Position annotation records
<<<<

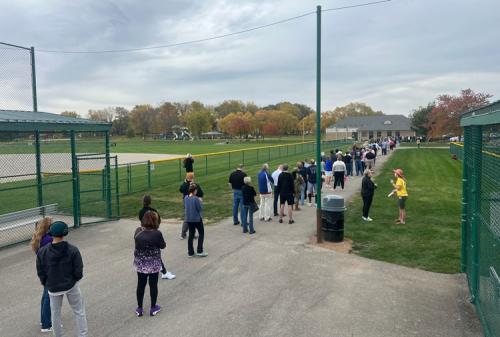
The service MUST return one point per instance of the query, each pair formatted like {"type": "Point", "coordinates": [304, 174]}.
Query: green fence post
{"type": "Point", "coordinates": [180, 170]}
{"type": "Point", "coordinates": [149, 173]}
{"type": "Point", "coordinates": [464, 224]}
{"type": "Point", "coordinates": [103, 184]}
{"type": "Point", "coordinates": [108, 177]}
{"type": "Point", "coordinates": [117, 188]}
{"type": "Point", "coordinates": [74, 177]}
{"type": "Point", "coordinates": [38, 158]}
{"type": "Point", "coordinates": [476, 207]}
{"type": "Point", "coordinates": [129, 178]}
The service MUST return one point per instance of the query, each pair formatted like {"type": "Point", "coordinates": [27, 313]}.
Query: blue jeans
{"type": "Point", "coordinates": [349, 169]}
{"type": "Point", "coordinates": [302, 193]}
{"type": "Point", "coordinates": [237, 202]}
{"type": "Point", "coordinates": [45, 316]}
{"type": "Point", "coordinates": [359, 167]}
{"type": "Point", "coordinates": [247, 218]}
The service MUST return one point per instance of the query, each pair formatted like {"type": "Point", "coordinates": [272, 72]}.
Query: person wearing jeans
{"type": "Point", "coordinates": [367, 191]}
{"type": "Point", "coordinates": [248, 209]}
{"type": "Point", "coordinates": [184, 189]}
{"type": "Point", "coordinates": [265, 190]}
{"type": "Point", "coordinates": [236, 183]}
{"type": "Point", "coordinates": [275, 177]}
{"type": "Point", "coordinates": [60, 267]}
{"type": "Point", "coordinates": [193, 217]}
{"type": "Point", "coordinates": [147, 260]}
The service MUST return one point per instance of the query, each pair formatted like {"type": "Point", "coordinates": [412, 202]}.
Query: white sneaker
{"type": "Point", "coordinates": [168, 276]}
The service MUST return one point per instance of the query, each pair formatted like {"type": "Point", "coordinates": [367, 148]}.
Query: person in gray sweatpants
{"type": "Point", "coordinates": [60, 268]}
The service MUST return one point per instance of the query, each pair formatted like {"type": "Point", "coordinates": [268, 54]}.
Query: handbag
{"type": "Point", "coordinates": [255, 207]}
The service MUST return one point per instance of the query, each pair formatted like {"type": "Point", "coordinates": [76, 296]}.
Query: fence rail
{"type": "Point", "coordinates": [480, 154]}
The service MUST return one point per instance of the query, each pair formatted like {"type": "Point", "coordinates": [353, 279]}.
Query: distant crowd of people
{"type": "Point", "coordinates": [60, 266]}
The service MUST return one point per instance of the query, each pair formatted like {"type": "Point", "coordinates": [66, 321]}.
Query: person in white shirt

>>>>

• TASK GOAL
Make a word-for-word copy of the entries, without any pictures.

• ANSWER IN FULL
The service MUST return one point per instance of the query, each pair formatted like {"type": "Point", "coordinates": [304, 174]}.
Query: green fence post
{"type": "Point", "coordinates": [180, 170]}
{"type": "Point", "coordinates": [149, 173]}
{"type": "Point", "coordinates": [464, 224]}
{"type": "Point", "coordinates": [103, 184]}
{"type": "Point", "coordinates": [108, 177]}
{"type": "Point", "coordinates": [117, 188]}
{"type": "Point", "coordinates": [74, 177]}
{"type": "Point", "coordinates": [38, 158]}
{"type": "Point", "coordinates": [476, 207]}
{"type": "Point", "coordinates": [129, 178]}
The service MUST return one point per instance of the query, each pair formatted like {"type": "Point", "coordinates": [27, 313]}.
Query: blue jeans
{"type": "Point", "coordinates": [349, 169]}
{"type": "Point", "coordinates": [302, 193]}
{"type": "Point", "coordinates": [237, 202]}
{"type": "Point", "coordinates": [45, 316]}
{"type": "Point", "coordinates": [359, 167]}
{"type": "Point", "coordinates": [247, 218]}
The service MUST return one point per instance of the query, each pair formatted like {"type": "Point", "coordinates": [272, 72]}.
Query: person wearing jeans
{"type": "Point", "coordinates": [367, 191]}
{"type": "Point", "coordinates": [248, 209]}
{"type": "Point", "coordinates": [184, 189]}
{"type": "Point", "coordinates": [265, 190]}
{"type": "Point", "coordinates": [236, 183]}
{"type": "Point", "coordinates": [275, 177]}
{"type": "Point", "coordinates": [60, 267]}
{"type": "Point", "coordinates": [193, 217]}
{"type": "Point", "coordinates": [147, 260]}
The service MUST return one point per instance of the query, each pair formatted like {"type": "Point", "coordinates": [412, 202]}.
Query: white sneaker
{"type": "Point", "coordinates": [168, 276]}
The service MUST return one point per instance of the query, each pair formatted like {"type": "Point", "coordinates": [367, 148]}.
Query: person in gray sweatpants
{"type": "Point", "coordinates": [60, 268]}
The service MUST return one point per instance of the query, each pair formatted like {"type": "Point", "coordinates": [268, 54]}.
Query: handbag
{"type": "Point", "coordinates": [255, 207]}
The service MUST return one point per instance of the query, each pair formatted like {"type": "Point", "coordinates": [76, 296]}.
Query: fence rail
{"type": "Point", "coordinates": [480, 154]}
The service MUST return one point per instance of the query, each pair formatted like {"type": "Point", "coordinates": [353, 279]}.
Query: distant crowd of people
{"type": "Point", "coordinates": [60, 266]}
The service MUST return one point per instance of the query, each pair formatted like {"type": "Point", "coordinates": [66, 321]}.
Query: person in white shirt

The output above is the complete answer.